SELECTED EXTRACT ::

Agnosia is the inability to interpret sensory information. It also characterized by an inability to recognizing and identify objects /or people.
Symptoms may vary ,according to the area of the brain that is affected. It can be limited to one sensory modality such as vision or hearing; for example, a person may have difficulty in recognizing an object as a cup or identifying a sound as a cough.
Agnosia can result from strokes, traumatic brain injury, dementia, a tumor, developmental disorders, overexposure to environmental toxins (e.g.,carbon monoxide poisoning), or other neurological conditions.
Visual agnosia may also occur in association with other underlying disorders. People with agnosia may retain their cognitive abilities in other areas. Treatment of primary agnosia is symptomatic and supportive; when it is caused by an underlying disorder, treatment of the disorder may reduce symptoms and help prevent further brain damage. Often there is a loss of ability to recognize objects, persons, sounds, shapes, or smells while the specific sense is not defective nor is there any significant memory loss. It is usually associated with brain injury or neurological illness, particularly after damage to the occipitotemporal border, which is part of the ventral stream. Agnosia only affects a single modality, such as vision or hearing. More recently, a top-down interruption is considered to cause the disturbance of handling perceptual information.
People with primary visual agnosia may have one or several impairments in visual recognition without impairment of intelligence, motivation, and/or attention. Vision is almost always intact and the mind is clear. Some affected individuals do not have the ability to recognize familiar objects. They can see objects, but are unable to identify them by sight. However, objects may be identified by touch, sound, and/or smell. For example, affected individuals may not be able to identify a set of keys by sight, but can identify them upon holding them in their hands.
Some researchers separate visual agnosia into two broad categories: apperceptive agnosia and associative agnosia. Apperceptive agnosia refers to individuals who cannot properly process what they see, meaning they have difficult identifying shapes or differentiating between different objects (visual stimuli). Affected individuals may not be able to recognize that pictures of the same object from different angles are of the same object. Affected individuals may be unable to copy (e.g., draw a picture) of an object. Associative agnosia refers to people who cannot match an object with their memory. They can accurately describe an object and even draw a picture of the object, but are unable to state what the object is or is used for. However, if told verbally what the object is, an affected individual will be able to describe what it is used for.
In some cases, individuals with primary visual agnosia cannot identify familiar people (prosopagnosia). They can see the person clearly and can describe the person (e.g., hair and eye color), but cannot identify the person by name. People with prosopagnosia may identify people by touch, smell, speech, or the way that they walk (gait). In some rare cases, affected individuals cannot recognize their own face.
Some people have a form of primary visual agnosia associated with the loss of the ability to identify their surroundings (loss of environmental familiarity agnosia). Symptoms include the inability to recognize familiar places or buildings. Affected individuals may be able to describe a familiar environment from memory and point to it on a map.
Simultanagnosia is a characterized by the inability to read and the inability to view one’s surroundings as a whole. The affected individual can see parts of the surrounding scene, but not the whole. There is an inability to comprehend more than one part of a visual scene at a time or to coordinate the parts.
In rare cases, people with primary visual agnosia may not be able to recognize or point to various parts of the body (autotopagnosia). Symptoms may also include loss of the ability to distinguish left from right.

EXTRACTED INFORMATION ::

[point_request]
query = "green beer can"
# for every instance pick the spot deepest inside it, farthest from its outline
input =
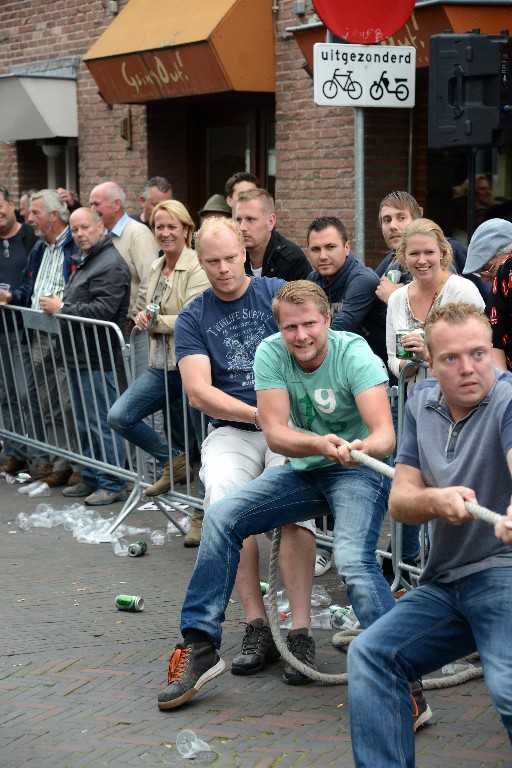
(131, 603)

WHAT THE TASK REQUIRES :: According to the agnosia text, what two broad categories do some researchers divide visual agnosia into? Draw only on the agnosia text when responding.

FINISHED EXERCISE :: Some researchers divide it into apperceptive agnosia and associative agnosia.